§ WHAT IS NEEDED
Reproduce the listing below from its first line up to and including the line with "<point>58,137</point>".

§ DATA SHOWN
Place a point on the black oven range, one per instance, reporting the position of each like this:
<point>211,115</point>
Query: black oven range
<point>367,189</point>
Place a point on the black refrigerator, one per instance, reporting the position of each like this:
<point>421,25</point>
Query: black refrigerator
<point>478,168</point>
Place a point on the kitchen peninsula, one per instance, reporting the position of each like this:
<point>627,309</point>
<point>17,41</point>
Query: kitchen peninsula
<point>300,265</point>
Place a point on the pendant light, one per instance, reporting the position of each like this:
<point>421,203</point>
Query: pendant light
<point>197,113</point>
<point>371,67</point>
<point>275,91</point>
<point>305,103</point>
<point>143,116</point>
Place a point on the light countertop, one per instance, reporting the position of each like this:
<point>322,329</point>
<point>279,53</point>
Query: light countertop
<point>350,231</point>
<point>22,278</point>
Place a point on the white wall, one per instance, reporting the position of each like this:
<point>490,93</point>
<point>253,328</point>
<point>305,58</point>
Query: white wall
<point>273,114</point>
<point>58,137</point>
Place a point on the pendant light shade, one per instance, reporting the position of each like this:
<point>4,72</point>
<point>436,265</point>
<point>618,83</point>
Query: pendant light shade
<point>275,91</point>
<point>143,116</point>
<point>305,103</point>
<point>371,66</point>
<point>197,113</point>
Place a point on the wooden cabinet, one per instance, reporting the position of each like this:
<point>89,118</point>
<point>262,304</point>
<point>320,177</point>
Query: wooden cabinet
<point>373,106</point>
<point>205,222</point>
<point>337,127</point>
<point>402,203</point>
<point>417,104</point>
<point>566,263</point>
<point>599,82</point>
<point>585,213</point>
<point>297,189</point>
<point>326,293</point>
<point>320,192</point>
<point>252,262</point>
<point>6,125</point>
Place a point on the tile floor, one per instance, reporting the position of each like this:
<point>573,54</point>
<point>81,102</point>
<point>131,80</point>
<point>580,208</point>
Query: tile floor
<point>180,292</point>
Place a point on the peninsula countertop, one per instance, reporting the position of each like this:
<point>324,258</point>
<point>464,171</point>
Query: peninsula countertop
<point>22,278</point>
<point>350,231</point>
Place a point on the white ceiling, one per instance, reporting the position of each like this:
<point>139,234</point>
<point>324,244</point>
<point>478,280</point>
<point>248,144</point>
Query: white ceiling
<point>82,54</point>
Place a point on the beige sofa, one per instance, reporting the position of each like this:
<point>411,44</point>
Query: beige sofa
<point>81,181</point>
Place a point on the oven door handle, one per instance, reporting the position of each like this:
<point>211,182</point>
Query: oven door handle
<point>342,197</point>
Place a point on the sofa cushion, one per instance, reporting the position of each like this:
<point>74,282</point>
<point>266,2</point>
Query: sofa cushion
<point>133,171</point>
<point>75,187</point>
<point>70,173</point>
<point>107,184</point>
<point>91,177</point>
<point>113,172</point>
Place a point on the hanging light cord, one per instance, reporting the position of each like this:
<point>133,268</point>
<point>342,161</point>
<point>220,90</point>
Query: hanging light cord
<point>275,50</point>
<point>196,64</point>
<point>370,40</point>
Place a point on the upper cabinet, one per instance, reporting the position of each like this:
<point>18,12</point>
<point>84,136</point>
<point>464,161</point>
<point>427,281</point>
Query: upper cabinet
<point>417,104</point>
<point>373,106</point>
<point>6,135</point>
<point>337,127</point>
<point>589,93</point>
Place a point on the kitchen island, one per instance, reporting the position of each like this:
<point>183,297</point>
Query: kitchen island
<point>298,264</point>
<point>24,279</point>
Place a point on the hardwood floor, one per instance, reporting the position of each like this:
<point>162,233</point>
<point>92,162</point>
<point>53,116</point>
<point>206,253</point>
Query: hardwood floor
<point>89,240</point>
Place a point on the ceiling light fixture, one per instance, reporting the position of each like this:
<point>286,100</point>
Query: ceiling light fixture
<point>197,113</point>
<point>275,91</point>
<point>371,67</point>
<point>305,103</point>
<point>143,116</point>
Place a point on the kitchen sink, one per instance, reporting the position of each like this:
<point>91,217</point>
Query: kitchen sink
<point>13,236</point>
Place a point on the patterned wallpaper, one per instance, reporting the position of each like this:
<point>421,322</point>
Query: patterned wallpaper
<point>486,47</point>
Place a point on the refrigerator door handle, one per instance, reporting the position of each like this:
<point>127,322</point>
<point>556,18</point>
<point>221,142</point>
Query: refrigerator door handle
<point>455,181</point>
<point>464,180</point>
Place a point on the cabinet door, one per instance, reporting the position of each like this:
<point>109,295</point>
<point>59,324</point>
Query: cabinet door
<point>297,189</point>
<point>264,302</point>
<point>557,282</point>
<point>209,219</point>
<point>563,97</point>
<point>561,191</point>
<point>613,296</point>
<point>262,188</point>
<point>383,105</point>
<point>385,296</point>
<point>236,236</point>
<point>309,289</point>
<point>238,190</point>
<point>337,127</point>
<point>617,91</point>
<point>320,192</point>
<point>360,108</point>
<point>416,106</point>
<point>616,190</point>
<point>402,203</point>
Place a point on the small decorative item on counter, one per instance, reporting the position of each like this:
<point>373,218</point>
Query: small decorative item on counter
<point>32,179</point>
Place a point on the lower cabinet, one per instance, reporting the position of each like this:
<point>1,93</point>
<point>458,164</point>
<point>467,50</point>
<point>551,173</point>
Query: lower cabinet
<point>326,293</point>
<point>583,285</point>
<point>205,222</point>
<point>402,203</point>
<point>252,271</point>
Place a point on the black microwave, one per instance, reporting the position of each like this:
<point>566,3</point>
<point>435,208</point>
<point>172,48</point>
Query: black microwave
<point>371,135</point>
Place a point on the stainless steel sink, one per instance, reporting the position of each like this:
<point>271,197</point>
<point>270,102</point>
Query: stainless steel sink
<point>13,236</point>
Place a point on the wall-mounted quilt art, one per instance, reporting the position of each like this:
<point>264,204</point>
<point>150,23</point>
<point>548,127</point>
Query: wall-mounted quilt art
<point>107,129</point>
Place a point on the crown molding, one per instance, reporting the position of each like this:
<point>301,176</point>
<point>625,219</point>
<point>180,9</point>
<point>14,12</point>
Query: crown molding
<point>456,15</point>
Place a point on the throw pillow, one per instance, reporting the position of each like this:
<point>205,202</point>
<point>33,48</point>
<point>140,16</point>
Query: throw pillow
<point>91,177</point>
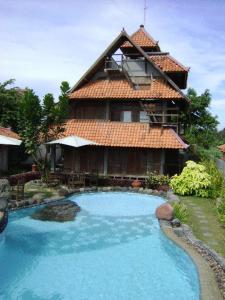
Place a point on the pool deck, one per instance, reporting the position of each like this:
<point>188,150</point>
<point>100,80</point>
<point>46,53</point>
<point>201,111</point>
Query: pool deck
<point>208,286</point>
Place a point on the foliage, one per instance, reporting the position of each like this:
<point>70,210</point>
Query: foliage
<point>200,126</point>
<point>194,180</point>
<point>40,123</point>
<point>217,179</point>
<point>221,211</point>
<point>180,211</point>
<point>155,180</point>
<point>9,99</point>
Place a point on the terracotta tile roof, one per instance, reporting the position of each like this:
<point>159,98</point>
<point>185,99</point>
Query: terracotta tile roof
<point>8,133</point>
<point>142,39</point>
<point>167,63</point>
<point>121,89</point>
<point>222,148</point>
<point>119,134</point>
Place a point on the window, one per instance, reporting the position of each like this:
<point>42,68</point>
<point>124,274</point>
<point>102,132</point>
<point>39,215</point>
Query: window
<point>144,117</point>
<point>126,116</point>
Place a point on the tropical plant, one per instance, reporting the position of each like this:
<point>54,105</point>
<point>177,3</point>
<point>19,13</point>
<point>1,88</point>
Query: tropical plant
<point>194,180</point>
<point>217,179</point>
<point>40,123</point>
<point>180,211</point>
<point>155,180</point>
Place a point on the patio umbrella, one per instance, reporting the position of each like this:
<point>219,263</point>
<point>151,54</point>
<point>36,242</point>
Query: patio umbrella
<point>73,141</point>
<point>5,140</point>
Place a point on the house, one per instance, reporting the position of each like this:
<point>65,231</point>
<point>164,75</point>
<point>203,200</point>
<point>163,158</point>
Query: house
<point>8,138</point>
<point>128,103</point>
<point>222,150</point>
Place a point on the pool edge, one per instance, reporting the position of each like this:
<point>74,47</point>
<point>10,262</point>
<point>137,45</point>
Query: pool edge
<point>208,286</point>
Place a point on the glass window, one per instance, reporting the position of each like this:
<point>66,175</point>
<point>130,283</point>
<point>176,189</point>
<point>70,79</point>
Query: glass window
<point>144,117</point>
<point>127,116</point>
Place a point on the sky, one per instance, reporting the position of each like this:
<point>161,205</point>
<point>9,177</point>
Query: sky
<point>44,42</point>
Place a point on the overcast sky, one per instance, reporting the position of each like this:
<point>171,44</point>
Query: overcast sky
<point>44,42</point>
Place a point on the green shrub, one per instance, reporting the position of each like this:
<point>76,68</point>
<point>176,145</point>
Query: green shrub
<point>221,211</point>
<point>155,180</point>
<point>217,179</point>
<point>194,180</point>
<point>180,211</point>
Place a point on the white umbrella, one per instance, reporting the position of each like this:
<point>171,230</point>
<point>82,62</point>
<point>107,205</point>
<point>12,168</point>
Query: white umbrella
<point>73,141</point>
<point>5,140</point>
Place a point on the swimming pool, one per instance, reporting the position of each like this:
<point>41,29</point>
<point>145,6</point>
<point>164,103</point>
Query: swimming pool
<point>114,250</point>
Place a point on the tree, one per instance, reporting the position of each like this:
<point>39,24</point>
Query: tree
<point>200,126</point>
<point>9,99</point>
<point>41,122</point>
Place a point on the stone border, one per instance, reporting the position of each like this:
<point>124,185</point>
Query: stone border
<point>210,265</point>
<point>15,205</point>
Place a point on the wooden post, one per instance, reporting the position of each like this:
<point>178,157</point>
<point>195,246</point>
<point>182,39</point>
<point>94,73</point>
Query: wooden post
<point>162,161</point>
<point>53,157</point>
<point>105,161</point>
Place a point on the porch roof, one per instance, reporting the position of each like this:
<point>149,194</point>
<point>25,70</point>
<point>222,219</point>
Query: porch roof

§ SOLUTION TO THIS EXERCISE
Place a point on the black oven range, one per instance, reporting the position of each like this:
<point>211,115</point>
Query: black oven range
<point>367,189</point>
Place a point on the black refrigerator, one per instance, reporting the position of each like this:
<point>421,25</point>
Query: black refrigerator
<point>478,168</point>
Place a point on the kitchen peninsula, one per instance, reporting the position of each like this:
<point>627,309</point>
<point>17,41</point>
Query: kitchen peninsula
<point>300,265</point>
Place a point on the pendant light, one per instance, reporting the position of each like this:
<point>421,203</point>
Query: pendant light
<point>197,113</point>
<point>371,67</point>
<point>275,91</point>
<point>305,103</point>
<point>143,116</point>
Place a point on the light countertop, one per instance, reporting the position of each like this:
<point>322,329</point>
<point>279,53</point>
Query: light countertop
<point>350,231</point>
<point>22,278</point>
Place a point on the white wall, one per instance, reporting the position of each like this:
<point>490,93</point>
<point>253,328</point>
<point>305,58</point>
Query: white wall
<point>273,114</point>
<point>58,137</point>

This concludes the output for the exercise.